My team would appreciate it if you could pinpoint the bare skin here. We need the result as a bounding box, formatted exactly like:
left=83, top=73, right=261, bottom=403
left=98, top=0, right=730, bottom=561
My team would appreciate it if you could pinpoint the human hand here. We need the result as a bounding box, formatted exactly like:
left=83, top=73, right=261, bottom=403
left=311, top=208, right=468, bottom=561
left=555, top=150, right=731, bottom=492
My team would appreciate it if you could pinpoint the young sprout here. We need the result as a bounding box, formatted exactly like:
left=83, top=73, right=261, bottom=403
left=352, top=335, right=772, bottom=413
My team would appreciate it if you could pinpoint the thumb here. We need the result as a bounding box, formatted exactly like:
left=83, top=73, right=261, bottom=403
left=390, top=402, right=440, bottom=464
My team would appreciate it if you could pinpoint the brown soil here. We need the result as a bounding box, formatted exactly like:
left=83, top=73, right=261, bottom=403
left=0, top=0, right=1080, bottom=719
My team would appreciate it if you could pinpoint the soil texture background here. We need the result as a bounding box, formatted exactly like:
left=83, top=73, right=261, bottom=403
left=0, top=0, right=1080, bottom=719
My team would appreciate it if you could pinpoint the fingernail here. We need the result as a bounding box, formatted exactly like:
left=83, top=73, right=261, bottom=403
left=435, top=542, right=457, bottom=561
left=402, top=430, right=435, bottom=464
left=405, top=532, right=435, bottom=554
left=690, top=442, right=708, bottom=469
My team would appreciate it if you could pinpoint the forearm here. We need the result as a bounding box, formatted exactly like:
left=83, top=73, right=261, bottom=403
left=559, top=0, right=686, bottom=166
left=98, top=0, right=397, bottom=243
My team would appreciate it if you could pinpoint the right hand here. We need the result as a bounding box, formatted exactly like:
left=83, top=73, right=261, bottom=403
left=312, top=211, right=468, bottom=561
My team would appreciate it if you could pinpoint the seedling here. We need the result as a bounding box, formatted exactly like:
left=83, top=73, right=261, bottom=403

+---+

DO THIS
Convert everything from the line containing "My team would appreciate it if you could pinpoint the fingernail" through the last line of the items above into a Markdown table. Use two columns, Row and Line, with one numbered row per line and no rows for blank lines.

WRITTEN RESPONSE
| Row | Line |
|---|---|
| 1 | My team would appreciate it if you could pinpoint the fingernail here. We need the result as a bounding box, formatted exactly like: |
| 2 | left=83, top=73, right=261, bottom=403 |
| 3 | left=435, top=542, right=457, bottom=561 |
| 4 | left=402, top=430, right=435, bottom=464 |
| 5 | left=405, top=532, right=435, bottom=554 |
| 6 | left=690, top=442, right=708, bottom=469 |
| 7 | My team would appreciate it if you could pinpoint the forearm here. We need the result as a bounding box, formatted exactly like: |
| 8 | left=83, top=73, right=261, bottom=403 |
| 9 | left=559, top=0, right=686, bottom=166 |
| 10 | left=98, top=0, right=397, bottom=243 |
| 11 | My team would appreciate it if you could pinpoint the right hand here. We need the result as a bounding box, formatted exactly like: |
| 12 | left=83, top=73, right=261, bottom=403 |
| 13 | left=312, top=211, right=468, bottom=561 |
| 14 | My team would appreciate it if you could pinpoint the seedling here. We need the result as a bounding box, formatted exactly like: |
| 15 | left=83, top=73, right=261, bottom=403 |